[Brief]:
Write out every entry again exactly as it stands.

Collected data:
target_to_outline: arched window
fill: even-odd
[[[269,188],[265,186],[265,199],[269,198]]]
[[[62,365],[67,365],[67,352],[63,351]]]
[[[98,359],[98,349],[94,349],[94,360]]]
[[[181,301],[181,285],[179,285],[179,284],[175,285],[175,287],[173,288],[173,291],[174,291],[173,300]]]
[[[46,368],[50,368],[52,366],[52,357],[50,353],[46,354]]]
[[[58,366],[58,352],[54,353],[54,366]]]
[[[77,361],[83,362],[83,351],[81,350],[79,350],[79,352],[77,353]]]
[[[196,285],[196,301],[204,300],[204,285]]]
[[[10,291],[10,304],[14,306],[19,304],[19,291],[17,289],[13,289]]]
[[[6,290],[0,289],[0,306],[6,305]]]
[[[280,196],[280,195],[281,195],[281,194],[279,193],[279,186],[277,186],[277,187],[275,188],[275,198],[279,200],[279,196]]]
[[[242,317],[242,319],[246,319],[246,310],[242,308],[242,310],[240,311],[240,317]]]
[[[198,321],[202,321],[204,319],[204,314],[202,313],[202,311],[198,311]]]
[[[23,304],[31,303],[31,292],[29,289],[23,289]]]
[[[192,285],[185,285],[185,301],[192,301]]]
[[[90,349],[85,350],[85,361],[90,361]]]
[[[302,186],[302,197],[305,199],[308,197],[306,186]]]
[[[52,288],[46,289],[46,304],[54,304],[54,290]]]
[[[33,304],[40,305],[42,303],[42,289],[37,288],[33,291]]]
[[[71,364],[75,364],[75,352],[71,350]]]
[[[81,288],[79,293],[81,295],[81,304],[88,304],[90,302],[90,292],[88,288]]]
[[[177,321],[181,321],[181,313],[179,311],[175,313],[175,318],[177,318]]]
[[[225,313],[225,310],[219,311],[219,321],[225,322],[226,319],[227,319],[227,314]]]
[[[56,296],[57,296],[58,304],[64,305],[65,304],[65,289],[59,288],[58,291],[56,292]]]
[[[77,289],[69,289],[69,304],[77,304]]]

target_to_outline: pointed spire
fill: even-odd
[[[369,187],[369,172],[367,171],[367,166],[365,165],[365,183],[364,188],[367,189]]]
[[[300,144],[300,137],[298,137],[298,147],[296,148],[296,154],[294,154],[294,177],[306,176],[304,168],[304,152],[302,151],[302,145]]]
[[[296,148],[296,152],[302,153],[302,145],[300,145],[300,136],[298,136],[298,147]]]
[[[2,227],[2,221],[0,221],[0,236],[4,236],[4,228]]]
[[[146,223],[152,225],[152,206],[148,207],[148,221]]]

[Solution for this problem]:
target_to_outline: arched window
fill: even-odd
[[[269,188],[265,186],[265,199],[269,198]]]
[[[62,365],[67,365],[67,352],[63,351]]]
[[[98,359],[98,349],[94,349],[94,360]]]
[[[181,301],[181,285],[179,285],[179,284],[175,285],[175,287],[173,288],[173,291],[174,291],[173,300]]]
[[[46,368],[50,368],[52,366],[52,357],[50,353],[46,354]]]
[[[58,366],[58,352],[54,353],[54,366]]]
[[[77,361],[83,362],[83,351],[81,350],[79,350],[79,352],[77,353]]]
[[[196,285],[196,301],[204,300],[204,285]]]
[[[10,291],[10,304],[14,306],[19,304],[19,291],[17,289],[13,289]]]
[[[6,290],[0,289],[0,306],[6,305]]]
[[[280,196],[280,195],[281,195],[281,194],[279,193],[279,186],[277,186],[277,187],[275,188],[275,198],[279,200],[279,196]]]
[[[242,317],[242,319],[246,319],[246,310],[242,308],[242,310],[240,311],[240,317]]]
[[[198,321],[202,321],[204,319],[204,314],[202,313],[202,311],[198,311]]]
[[[23,304],[31,303],[31,292],[29,289],[23,289]]]
[[[192,285],[185,285],[185,301],[192,301]]]
[[[90,349],[85,350],[85,361],[90,361]]]
[[[302,186],[302,197],[305,199],[308,197],[306,186]]]
[[[52,288],[46,289],[46,304],[54,304],[54,290]]]
[[[33,304],[40,305],[42,303],[42,289],[37,288],[33,291]]]
[[[71,364],[75,364],[75,352],[71,350]]]
[[[81,288],[79,293],[81,295],[81,304],[88,304],[90,302],[90,292],[88,288]]]
[[[177,321],[181,321],[181,313],[179,311],[175,313],[175,318],[177,318]]]
[[[225,313],[225,310],[219,311],[219,321],[225,322],[226,319],[227,319],[227,314]]]
[[[56,296],[57,296],[58,304],[64,305],[65,304],[65,289],[59,288],[58,291],[56,292]]]
[[[77,289],[69,289],[69,304],[77,304]]]

target_to_outline: pointed spire
fill: even-odd
[[[369,187],[369,172],[367,171],[367,166],[365,165],[365,183],[364,188],[367,189]]]
[[[300,144],[300,137],[298,137],[298,147],[296,148],[296,154],[294,154],[294,177],[306,176],[304,168],[304,152],[302,151],[302,145]]]
[[[296,148],[296,152],[302,153],[302,145],[300,145],[300,136],[298,136],[298,147]]]
[[[2,227],[2,221],[0,221],[0,236],[4,236],[4,228]]]
[[[146,223],[152,225],[152,206],[148,207],[148,221]]]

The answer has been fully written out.